- **VORLIEGENDER TEXT**
----

Die knapp zwei Meter bis zum Boden machen ihm keine Angst. Kevin bleibt entspannt, als er aus seinem Rollstuhl auf den Rücken von Prinz gehoben wird. Wie selbstverständlich greift er mit beiden Händen in den Sattel. Dann läuft der Hengst los. Therapeutin Conny Sauer bleibt an seiner Seite, schaut zu Kevin hoch. Sein Blick sucht die Ferne. Er sieht zufrieden aus.

Kevin ist körperlich und geistig schwer behindert. Der Ausflug auf dem Pferderücken tut dem Neunjährigen gut. Doch dass Kevin überhaupt wieder auf Prinz reiten kann, ist für ihn und seine Eltern ein großes Glück. Denn eigentlich schien die dreiköpfige Familie aus Freital zunächst eher vom Pech verfolgt zu sein.

----

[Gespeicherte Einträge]
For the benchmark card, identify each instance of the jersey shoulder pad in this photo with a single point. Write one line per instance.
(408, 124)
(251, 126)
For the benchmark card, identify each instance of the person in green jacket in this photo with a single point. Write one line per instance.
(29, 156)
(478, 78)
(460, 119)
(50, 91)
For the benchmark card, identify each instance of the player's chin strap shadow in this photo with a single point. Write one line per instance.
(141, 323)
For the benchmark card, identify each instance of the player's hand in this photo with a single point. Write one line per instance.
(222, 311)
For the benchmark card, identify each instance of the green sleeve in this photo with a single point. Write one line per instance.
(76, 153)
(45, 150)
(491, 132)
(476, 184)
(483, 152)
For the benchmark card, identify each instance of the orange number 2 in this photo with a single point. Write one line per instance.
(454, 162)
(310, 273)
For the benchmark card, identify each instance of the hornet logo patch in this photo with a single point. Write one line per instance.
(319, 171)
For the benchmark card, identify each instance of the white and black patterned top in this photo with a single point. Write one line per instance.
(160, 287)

----

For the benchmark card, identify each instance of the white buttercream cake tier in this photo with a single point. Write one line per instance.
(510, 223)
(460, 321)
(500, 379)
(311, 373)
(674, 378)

----

- **ARBEITSAUFTRAG**
Nenne bitte alle Eigennamen, die im vorliegenden Text vorkommen.

- **ERGEBNIS**
Kevin, Prinz, Conny Sauer, Freital